** REQUIREMENTS **
Transcribe precisely those lines of the listing that fall between the line containing "[locate] the brown tunic" and the last line, inclusive of both.

··· RECORD EXCERPTS

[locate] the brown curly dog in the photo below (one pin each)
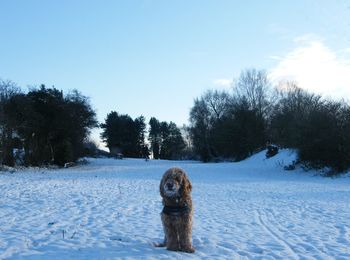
(175, 189)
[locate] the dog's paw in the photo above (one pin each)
(189, 250)
(159, 244)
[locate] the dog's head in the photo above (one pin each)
(175, 184)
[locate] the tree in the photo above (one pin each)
(154, 137)
(126, 134)
(8, 89)
(205, 113)
(51, 126)
(141, 147)
(254, 86)
(172, 144)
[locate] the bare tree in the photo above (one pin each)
(253, 85)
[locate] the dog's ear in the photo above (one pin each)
(161, 186)
(186, 184)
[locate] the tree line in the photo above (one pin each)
(234, 125)
(53, 128)
(48, 126)
(128, 136)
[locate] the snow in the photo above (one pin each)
(110, 209)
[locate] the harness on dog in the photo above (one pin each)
(176, 210)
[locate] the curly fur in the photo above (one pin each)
(177, 228)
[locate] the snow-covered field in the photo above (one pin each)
(110, 209)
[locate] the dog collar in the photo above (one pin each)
(175, 210)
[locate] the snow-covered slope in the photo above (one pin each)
(110, 209)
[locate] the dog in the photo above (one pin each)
(175, 189)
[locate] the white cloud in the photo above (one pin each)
(316, 67)
(223, 82)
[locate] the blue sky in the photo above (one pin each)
(153, 58)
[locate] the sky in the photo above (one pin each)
(153, 58)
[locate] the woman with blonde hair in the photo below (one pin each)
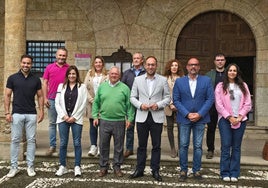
(94, 77)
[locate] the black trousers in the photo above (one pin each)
(143, 130)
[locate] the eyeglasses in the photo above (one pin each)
(231, 94)
(191, 65)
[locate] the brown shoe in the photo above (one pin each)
(118, 173)
(102, 173)
(128, 153)
(50, 151)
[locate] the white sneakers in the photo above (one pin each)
(232, 179)
(12, 172)
(93, 150)
(62, 170)
(31, 172)
(77, 171)
(226, 179)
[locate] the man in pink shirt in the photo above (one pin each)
(54, 75)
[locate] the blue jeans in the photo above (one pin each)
(93, 133)
(20, 122)
(109, 129)
(64, 129)
(52, 117)
(130, 137)
(231, 140)
(198, 133)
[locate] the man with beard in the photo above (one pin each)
(193, 96)
(216, 76)
(54, 75)
(149, 94)
(24, 86)
(128, 78)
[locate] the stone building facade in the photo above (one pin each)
(99, 27)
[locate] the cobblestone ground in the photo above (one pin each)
(46, 169)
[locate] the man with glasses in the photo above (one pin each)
(193, 95)
(216, 76)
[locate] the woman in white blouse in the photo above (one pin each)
(70, 105)
(95, 76)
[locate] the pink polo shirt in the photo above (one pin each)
(55, 75)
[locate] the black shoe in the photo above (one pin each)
(156, 176)
(210, 155)
(136, 174)
(183, 176)
(198, 176)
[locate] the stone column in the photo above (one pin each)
(15, 46)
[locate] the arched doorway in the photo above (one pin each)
(219, 31)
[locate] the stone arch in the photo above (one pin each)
(249, 13)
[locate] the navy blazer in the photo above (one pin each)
(200, 103)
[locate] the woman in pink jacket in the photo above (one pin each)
(233, 102)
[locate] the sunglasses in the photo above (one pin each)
(231, 94)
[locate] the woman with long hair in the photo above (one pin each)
(233, 102)
(173, 70)
(95, 76)
(70, 105)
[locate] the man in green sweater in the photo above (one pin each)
(113, 112)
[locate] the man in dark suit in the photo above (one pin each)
(193, 96)
(149, 94)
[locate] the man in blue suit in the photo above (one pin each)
(193, 96)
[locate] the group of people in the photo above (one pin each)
(115, 103)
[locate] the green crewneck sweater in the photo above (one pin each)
(112, 103)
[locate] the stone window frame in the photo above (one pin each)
(43, 53)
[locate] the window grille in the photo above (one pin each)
(43, 53)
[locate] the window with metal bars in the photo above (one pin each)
(43, 53)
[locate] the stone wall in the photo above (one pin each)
(152, 27)
(2, 28)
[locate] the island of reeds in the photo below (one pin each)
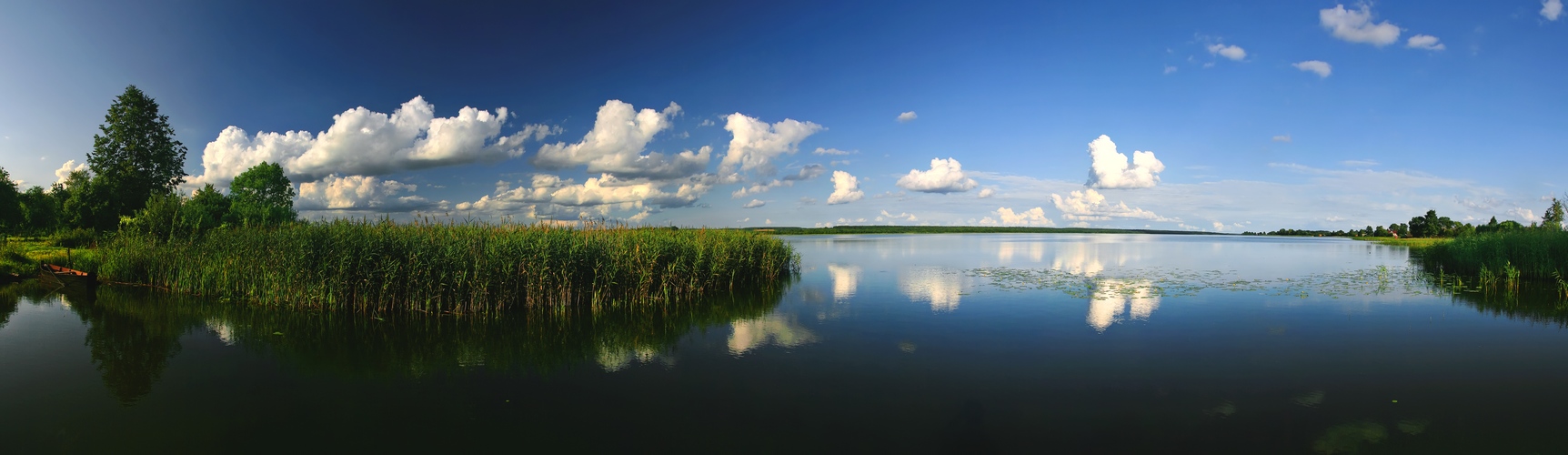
(450, 267)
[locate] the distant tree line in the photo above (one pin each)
(1432, 227)
(130, 181)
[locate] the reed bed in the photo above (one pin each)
(452, 267)
(1503, 258)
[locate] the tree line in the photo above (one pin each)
(1432, 227)
(130, 182)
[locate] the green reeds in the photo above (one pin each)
(452, 267)
(1507, 256)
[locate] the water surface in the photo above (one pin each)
(920, 344)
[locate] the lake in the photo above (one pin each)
(913, 344)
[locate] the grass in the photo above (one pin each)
(452, 267)
(1403, 242)
(1504, 256)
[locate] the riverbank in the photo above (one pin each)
(450, 267)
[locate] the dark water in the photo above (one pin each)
(914, 344)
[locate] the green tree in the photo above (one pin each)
(206, 209)
(1554, 216)
(10, 205)
(134, 157)
(262, 197)
(39, 210)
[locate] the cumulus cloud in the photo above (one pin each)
(1318, 66)
(1091, 206)
(1355, 25)
(1007, 217)
(756, 143)
(846, 188)
(1424, 41)
(617, 143)
(367, 143)
(806, 173)
(1232, 52)
(1111, 170)
(359, 193)
(65, 170)
(946, 176)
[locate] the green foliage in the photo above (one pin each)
(1524, 253)
(204, 210)
(262, 197)
(467, 268)
(10, 205)
(134, 157)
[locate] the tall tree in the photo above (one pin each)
(10, 205)
(1554, 216)
(134, 157)
(261, 197)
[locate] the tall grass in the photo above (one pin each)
(450, 267)
(1509, 256)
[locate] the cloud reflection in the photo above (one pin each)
(1113, 297)
(844, 281)
(775, 329)
(937, 286)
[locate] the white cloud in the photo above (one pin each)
(1526, 216)
(1424, 41)
(1091, 206)
(1321, 68)
(1007, 217)
(846, 188)
(1355, 25)
(1111, 168)
(946, 176)
(367, 143)
(65, 170)
(617, 143)
(756, 143)
(1232, 52)
(359, 193)
(806, 173)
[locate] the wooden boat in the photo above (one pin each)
(65, 277)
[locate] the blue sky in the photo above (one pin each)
(1258, 115)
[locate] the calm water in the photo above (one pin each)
(920, 344)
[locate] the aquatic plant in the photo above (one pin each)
(452, 267)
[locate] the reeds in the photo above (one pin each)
(1505, 258)
(452, 267)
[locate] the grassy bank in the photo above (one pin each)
(457, 267)
(1529, 253)
(1403, 242)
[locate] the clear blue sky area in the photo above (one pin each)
(1215, 116)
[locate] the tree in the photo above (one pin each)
(134, 157)
(10, 205)
(206, 209)
(1554, 216)
(261, 197)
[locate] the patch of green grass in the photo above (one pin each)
(1403, 242)
(454, 267)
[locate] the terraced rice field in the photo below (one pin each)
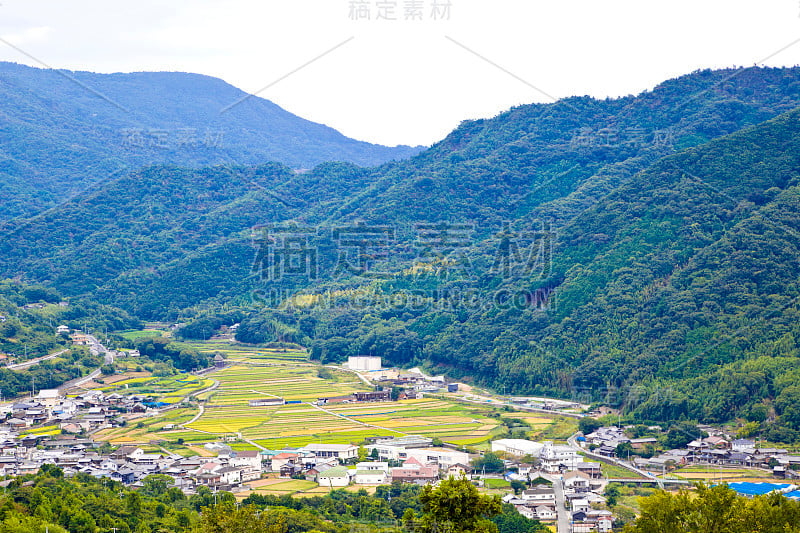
(241, 383)
(430, 417)
(297, 424)
(151, 429)
(256, 373)
(234, 351)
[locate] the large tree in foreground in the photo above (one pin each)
(455, 505)
(716, 509)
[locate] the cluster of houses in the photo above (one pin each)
(582, 482)
(717, 449)
(88, 411)
(330, 465)
(580, 493)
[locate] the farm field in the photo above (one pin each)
(144, 429)
(240, 352)
(697, 473)
(255, 373)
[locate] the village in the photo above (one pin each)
(554, 478)
(562, 484)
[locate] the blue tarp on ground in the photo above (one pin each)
(747, 488)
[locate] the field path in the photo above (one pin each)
(356, 421)
(365, 380)
(26, 364)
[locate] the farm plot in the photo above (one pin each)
(235, 352)
(143, 430)
(241, 383)
(429, 417)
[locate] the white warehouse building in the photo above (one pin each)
(364, 363)
(519, 447)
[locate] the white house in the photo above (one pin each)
(442, 457)
(581, 506)
(342, 452)
(539, 495)
(370, 477)
(576, 482)
(334, 477)
(49, 397)
(553, 457)
(364, 364)
(519, 447)
(373, 465)
(545, 513)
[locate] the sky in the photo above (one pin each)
(405, 71)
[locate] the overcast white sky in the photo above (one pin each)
(406, 81)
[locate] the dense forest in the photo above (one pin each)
(640, 252)
(84, 504)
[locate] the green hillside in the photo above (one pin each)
(639, 251)
(62, 132)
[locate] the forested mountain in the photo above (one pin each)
(61, 131)
(641, 251)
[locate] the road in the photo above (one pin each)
(641, 473)
(561, 509)
(355, 421)
(95, 348)
(26, 364)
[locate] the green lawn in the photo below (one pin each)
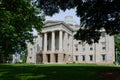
(54, 72)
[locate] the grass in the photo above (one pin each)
(54, 71)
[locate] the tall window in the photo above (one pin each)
(91, 57)
(76, 58)
(38, 47)
(103, 34)
(103, 57)
(103, 45)
(83, 57)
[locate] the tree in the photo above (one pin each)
(17, 20)
(95, 15)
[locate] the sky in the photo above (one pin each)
(61, 16)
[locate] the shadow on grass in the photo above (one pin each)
(42, 72)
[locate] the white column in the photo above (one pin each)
(53, 41)
(45, 41)
(66, 42)
(60, 40)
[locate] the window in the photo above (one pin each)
(79, 42)
(91, 48)
(103, 45)
(91, 57)
(83, 49)
(76, 58)
(103, 34)
(83, 57)
(76, 49)
(38, 47)
(103, 57)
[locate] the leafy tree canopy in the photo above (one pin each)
(95, 15)
(17, 20)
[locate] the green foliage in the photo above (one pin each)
(94, 16)
(56, 72)
(17, 20)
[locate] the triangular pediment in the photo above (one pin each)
(54, 23)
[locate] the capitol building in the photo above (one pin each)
(56, 44)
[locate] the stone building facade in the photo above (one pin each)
(56, 44)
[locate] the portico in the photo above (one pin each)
(55, 47)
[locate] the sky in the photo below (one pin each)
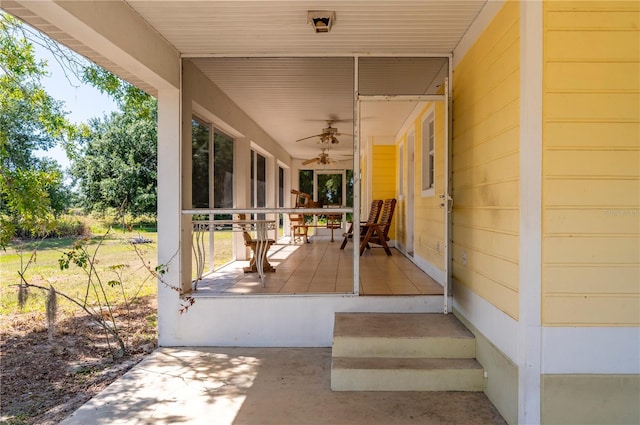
(82, 103)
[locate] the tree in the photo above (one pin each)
(29, 120)
(116, 162)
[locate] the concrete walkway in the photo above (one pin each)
(264, 386)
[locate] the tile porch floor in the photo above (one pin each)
(321, 267)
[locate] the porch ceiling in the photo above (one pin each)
(286, 90)
(288, 97)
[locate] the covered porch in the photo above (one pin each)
(320, 267)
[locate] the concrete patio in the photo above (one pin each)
(220, 385)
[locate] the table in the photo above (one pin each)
(260, 244)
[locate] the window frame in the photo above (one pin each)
(428, 152)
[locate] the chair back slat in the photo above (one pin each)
(374, 211)
(386, 217)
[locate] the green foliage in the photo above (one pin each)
(130, 99)
(31, 189)
(116, 165)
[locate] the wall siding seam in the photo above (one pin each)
(489, 208)
(583, 235)
(461, 133)
(593, 120)
(590, 265)
(569, 177)
(488, 183)
(591, 60)
(600, 148)
(487, 161)
(487, 253)
(475, 101)
(499, 282)
(488, 229)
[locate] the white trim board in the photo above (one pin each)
(430, 269)
(498, 327)
(590, 350)
(279, 320)
(484, 18)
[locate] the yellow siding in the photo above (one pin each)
(428, 215)
(383, 175)
(486, 163)
(591, 164)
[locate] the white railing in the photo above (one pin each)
(261, 227)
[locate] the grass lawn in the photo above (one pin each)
(115, 256)
(115, 260)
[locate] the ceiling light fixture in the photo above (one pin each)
(321, 20)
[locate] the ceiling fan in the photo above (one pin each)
(328, 135)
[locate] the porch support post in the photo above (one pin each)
(169, 213)
(357, 178)
(530, 275)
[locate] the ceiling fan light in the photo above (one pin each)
(321, 20)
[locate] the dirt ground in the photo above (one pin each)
(43, 381)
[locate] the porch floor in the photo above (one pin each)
(264, 386)
(321, 267)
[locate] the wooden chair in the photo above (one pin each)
(299, 228)
(374, 213)
(252, 244)
(378, 233)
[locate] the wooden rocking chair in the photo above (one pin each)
(252, 244)
(377, 233)
(374, 213)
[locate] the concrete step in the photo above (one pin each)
(417, 335)
(405, 374)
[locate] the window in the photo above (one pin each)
(428, 156)
(401, 171)
(280, 187)
(305, 181)
(200, 140)
(258, 180)
(222, 170)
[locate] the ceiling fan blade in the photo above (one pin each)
(310, 137)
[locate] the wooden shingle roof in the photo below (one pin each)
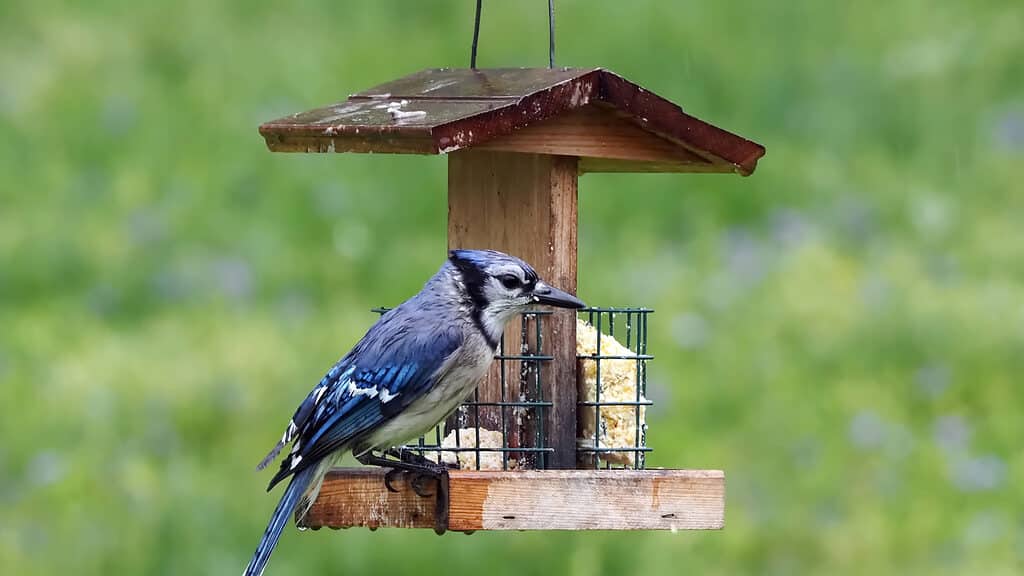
(610, 123)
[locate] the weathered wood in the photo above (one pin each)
(445, 110)
(596, 131)
(525, 205)
(652, 499)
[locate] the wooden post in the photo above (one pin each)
(525, 205)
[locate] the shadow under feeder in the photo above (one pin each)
(517, 140)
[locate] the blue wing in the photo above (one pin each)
(392, 366)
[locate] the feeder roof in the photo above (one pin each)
(610, 123)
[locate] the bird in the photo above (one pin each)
(411, 370)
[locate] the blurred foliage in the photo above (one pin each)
(843, 332)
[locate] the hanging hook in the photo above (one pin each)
(551, 33)
(476, 36)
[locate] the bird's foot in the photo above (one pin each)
(420, 476)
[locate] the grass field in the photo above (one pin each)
(843, 332)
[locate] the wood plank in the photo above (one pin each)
(595, 165)
(594, 131)
(652, 499)
(525, 205)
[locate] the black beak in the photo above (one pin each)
(545, 294)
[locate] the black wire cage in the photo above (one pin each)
(507, 432)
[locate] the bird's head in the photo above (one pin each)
(500, 286)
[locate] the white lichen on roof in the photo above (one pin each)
(619, 383)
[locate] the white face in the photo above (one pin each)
(508, 289)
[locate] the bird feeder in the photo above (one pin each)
(517, 141)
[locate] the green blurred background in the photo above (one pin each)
(843, 332)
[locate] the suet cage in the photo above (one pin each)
(555, 437)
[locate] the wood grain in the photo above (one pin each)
(653, 499)
(525, 205)
(595, 131)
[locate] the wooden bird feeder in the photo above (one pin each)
(517, 140)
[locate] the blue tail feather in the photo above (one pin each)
(288, 501)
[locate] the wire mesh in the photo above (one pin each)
(504, 428)
(612, 387)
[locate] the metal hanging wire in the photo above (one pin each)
(551, 34)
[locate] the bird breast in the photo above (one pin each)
(456, 379)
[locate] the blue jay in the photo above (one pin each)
(411, 370)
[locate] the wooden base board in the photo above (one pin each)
(652, 499)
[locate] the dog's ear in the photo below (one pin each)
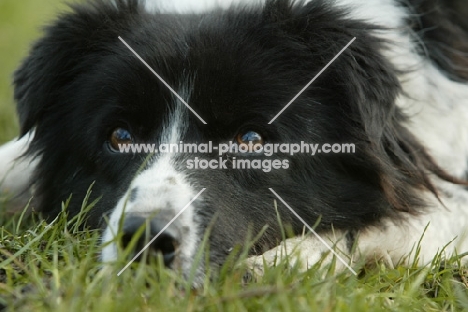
(69, 46)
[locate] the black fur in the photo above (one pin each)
(242, 66)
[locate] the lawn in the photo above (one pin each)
(56, 267)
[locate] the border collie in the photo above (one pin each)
(119, 73)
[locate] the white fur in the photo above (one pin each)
(16, 171)
(438, 110)
(161, 188)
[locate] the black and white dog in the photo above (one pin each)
(398, 93)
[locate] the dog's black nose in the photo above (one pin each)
(165, 244)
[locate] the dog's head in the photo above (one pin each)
(84, 92)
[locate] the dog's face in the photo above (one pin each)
(84, 92)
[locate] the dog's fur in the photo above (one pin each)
(399, 93)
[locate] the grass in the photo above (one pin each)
(56, 267)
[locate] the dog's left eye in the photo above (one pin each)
(245, 138)
(120, 136)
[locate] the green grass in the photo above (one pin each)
(56, 267)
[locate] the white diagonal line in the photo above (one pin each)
(313, 232)
(313, 79)
(163, 229)
(162, 80)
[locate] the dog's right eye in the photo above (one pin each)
(120, 136)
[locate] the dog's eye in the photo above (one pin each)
(119, 137)
(250, 136)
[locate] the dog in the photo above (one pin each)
(387, 77)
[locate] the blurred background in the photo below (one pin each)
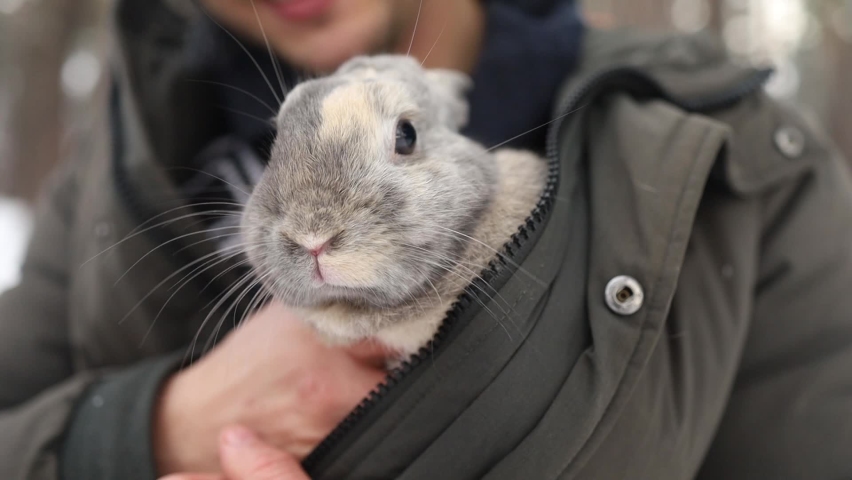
(53, 62)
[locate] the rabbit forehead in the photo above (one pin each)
(363, 104)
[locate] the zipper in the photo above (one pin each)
(628, 79)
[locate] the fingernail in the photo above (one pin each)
(239, 437)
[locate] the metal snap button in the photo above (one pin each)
(624, 295)
(790, 141)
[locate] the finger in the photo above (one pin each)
(193, 476)
(371, 352)
(246, 457)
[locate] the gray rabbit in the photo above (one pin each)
(375, 213)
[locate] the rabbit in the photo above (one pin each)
(375, 213)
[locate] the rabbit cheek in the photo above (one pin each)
(359, 269)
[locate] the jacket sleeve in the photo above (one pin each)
(45, 406)
(790, 413)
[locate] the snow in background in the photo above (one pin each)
(15, 228)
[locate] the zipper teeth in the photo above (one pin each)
(646, 85)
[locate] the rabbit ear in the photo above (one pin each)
(449, 89)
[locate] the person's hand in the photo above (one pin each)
(246, 457)
(271, 375)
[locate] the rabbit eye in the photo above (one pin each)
(406, 137)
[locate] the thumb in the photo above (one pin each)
(245, 457)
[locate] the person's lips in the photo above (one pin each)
(300, 10)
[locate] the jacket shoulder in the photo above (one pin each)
(770, 141)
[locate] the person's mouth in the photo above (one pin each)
(300, 10)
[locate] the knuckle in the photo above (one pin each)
(269, 466)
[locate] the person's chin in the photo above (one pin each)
(324, 55)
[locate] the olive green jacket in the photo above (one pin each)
(683, 309)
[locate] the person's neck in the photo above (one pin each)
(449, 34)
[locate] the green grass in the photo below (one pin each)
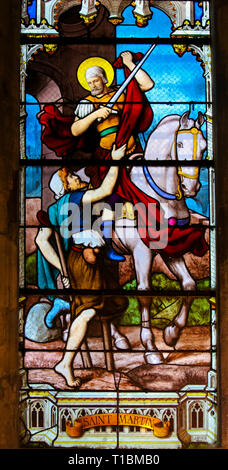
(164, 308)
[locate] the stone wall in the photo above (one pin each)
(9, 99)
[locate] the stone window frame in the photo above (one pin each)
(9, 169)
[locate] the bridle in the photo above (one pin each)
(179, 195)
(195, 132)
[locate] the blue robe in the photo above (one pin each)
(47, 274)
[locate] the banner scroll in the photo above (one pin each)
(122, 419)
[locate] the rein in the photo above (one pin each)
(179, 195)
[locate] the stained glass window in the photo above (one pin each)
(118, 343)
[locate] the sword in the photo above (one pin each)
(124, 85)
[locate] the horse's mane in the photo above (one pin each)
(171, 119)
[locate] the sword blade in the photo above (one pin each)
(130, 78)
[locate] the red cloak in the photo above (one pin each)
(136, 117)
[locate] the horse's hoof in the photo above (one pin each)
(154, 358)
(122, 343)
(171, 335)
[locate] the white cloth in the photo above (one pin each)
(88, 238)
(56, 185)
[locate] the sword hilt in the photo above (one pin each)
(109, 105)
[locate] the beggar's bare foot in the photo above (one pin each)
(66, 372)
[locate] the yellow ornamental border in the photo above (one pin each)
(122, 419)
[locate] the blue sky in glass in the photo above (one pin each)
(176, 79)
(155, 26)
(33, 128)
(32, 10)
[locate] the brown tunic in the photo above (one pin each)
(97, 276)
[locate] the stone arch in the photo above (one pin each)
(169, 415)
(65, 415)
(196, 415)
(37, 415)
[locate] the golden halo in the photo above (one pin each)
(91, 62)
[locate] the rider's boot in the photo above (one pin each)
(107, 227)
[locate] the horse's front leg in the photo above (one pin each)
(143, 263)
(172, 332)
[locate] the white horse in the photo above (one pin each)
(175, 138)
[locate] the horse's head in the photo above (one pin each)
(189, 145)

······

** SOLUTION TO THIS PROBLEM **
[locate] the brown tunic in the photo above (one pin each)
(97, 276)
[locate] the stone arch in the photo above (one pin each)
(169, 415)
(65, 415)
(196, 415)
(37, 415)
[locate] the golden halo in the photo above (one pin each)
(91, 62)
[locate] the rider's boot in the photo above (one pin each)
(107, 227)
[locate] the horse's front leg in the photo above (one pin each)
(143, 263)
(172, 332)
[locate] the white horse in the photo above (one pin each)
(175, 138)
[locate] the horse's head in the photo above (one pin each)
(189, 145)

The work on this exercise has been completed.